INSTRUCTION ▸ Rewrite everything from the start of the records down to the line containing "[[[303,155],[258,172],[258,201],[303,201]]]", replacing "large rock" with "boulder" and leaving all else unchanged.

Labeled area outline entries
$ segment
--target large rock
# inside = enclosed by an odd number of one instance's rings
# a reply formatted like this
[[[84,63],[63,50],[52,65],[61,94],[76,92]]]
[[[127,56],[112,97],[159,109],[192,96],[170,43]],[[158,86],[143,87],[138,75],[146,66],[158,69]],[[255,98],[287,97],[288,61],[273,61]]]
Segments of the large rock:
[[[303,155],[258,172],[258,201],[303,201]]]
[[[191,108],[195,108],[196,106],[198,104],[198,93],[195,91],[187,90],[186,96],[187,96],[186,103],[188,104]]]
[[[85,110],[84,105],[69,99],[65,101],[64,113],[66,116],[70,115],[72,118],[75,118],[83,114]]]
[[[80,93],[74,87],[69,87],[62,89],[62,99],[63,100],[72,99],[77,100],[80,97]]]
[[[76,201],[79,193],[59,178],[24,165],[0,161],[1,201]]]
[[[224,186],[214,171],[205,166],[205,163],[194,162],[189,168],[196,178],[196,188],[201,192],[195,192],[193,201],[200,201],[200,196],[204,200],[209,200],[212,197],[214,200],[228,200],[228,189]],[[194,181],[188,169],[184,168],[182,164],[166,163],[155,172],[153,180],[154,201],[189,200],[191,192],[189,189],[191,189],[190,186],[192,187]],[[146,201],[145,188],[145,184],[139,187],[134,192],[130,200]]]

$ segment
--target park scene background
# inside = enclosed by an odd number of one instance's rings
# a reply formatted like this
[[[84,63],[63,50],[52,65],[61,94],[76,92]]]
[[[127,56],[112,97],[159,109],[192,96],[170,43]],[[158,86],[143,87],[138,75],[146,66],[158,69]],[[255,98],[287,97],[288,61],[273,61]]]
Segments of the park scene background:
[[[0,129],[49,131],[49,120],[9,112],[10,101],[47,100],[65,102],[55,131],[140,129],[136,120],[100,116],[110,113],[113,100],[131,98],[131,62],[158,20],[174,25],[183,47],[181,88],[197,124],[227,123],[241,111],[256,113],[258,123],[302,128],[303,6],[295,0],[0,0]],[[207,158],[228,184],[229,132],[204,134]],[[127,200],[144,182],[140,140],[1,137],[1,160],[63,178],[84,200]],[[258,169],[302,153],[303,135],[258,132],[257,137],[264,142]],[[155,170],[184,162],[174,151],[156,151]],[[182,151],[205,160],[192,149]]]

RESULT ▸
$ segment
--target boulder
# inside = enclosed by an odd number of one instance's rings
# a reply formatted like this
[[[84,63],[63,50],[52,65],[61,94],[76,92]]]
[[[127,56],[112,97],[159,109],[192,96],[170,43]],[[158,86],[143,87],[138,75],[146,66],[158,69]],[[255,98],[287,97],[288,61],[273,61]]]
Segments of the boulder:
[[[303,155],[258,172],[258,201],[303,201]]]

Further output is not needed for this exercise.